**PROBLEM**:
This exercise needs the complete data reproduced exactly.

**DATA SUPPLIED**:
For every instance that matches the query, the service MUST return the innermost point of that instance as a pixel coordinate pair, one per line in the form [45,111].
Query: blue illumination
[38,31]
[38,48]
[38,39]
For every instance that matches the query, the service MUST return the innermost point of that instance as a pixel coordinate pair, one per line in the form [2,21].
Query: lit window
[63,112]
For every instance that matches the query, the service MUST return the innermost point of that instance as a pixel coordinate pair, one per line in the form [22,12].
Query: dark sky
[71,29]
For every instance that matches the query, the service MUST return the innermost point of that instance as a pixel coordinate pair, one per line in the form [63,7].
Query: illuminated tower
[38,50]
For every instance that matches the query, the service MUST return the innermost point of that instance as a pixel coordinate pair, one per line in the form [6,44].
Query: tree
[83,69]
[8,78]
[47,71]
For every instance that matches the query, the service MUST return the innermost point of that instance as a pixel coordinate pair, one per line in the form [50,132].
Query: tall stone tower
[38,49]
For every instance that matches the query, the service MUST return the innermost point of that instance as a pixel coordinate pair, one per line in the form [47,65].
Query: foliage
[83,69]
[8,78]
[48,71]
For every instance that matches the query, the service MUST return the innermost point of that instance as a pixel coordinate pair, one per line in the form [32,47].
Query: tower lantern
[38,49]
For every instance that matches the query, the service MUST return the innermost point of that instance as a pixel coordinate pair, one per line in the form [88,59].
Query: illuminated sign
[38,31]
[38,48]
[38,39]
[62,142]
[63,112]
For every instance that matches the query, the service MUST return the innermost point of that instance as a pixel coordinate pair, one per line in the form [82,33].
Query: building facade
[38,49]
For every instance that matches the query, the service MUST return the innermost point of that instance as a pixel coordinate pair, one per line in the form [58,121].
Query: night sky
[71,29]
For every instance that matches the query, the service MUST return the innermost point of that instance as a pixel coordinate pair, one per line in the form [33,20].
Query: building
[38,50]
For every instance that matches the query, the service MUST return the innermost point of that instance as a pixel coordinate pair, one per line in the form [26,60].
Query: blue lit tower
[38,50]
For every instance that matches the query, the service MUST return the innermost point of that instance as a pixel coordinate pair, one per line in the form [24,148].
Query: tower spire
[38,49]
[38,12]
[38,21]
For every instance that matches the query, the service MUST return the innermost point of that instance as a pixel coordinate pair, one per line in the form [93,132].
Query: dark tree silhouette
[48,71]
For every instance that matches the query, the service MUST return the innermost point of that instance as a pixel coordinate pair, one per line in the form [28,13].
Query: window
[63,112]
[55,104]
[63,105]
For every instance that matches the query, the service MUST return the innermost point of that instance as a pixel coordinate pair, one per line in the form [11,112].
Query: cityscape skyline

**COMPLETED TASK**:
For every instance that matches the query, the service MUST return the innermost point of that instance as a pixel coordinate pair, one per line in the form [45,111].
Query: blue illumination
[38,31]
[38,48]
[38,39]
For every instance that matches the query, the service MUST return the innermost point of that instance as a pixel coordinate pair, one per line in the form [2,21].
Query: lit window
[63,112]
For every instance that matches the query, the service MUST return the innermost point of that instance as a pixel coordinate pair, one per line in the form [22,12].
Query: dark sky
[71,29]
For every instance that matches the query, the service MUST return the innermost point of that instance as a pixel coordinate pair, one per line in the form [63,7].
Query: illuminated tower
[38,50]
For every instance that matches the query, the service MUST return the innermost point of that instance as a pixel coordinate pair, one per line in the form [6,44].
Query: tree
[83,69]
[8,78]
[47,71]
For every instance that matches the query, the service MUST return the innermost point of that instance as a pixel coordinate pair, one per line in the form [50,132].
Query: tall stone tower
[38,49]
For every instance that matches the query, the service MUST return the innermost point of that instance as a pixel coordinate pair, one per line in the form [47,65].
Query: foliage
[83,69]
[8,78]
[48,71]
For every instance that matches the query, the service MUST return the innermost point of that instance as a pixel coordinate pair, one per line in the form [32,47].
Query: tower lantern
[38,49]
For every instance that matches the query, the service MUST return the innermost point of that instance as a pixel coordinate pair, one per line in the form [88,59].
Query: illuminated sign
[38,31]
[38,48]
[38,39]
[62,142]
[63,112]
For every instance that matches the query, the service MUST return the innermost point of that instance as a pixel coordinate pair, one per line in the form [82,33].
Query: building facade
[38,49]
For every instance that matches the query, the service MUST return the innermost point of that instance as a pixel coordinate pair, one per line in the form [58,121].
Query: night sky
[71,29]
For every instance that matches the query, the service MUST return the innermost point of that instance as a pixel coordinate pair, one per line in the form [33,20].
Query: building
[38,50]
For every instance that matches the query, the service MUST return the innermost point of that instance as a pixel coordinate pair, one per line in the form [26,60].
Query: blue lit tower
[38,50]
For every instance that matches the query, the service MUST return the innermost point of that instance as a pixel coordinate pair, one per line in the form [24,148].
Query: tower spire
[38,49]
[38,12]
[38,21]
For every instance that matches the query, the service MUST return the innermost point of that instance as a pixel coordinate pair, one per line in the form [93,132].
Query: dark tree silhouette
[48,71]
For every instance that matches the query, the service MUST return the innermost point of that instance as a pixel coordinate pair, one per line in the form [28,13].
Query: window
[63,112]
[55,104]
[63,105]
For every instance that matches the query, the service MUST return the innermost point of that instance as a pixel coordinate pair, one per line in the form [11,112].
Query: cityscape skyline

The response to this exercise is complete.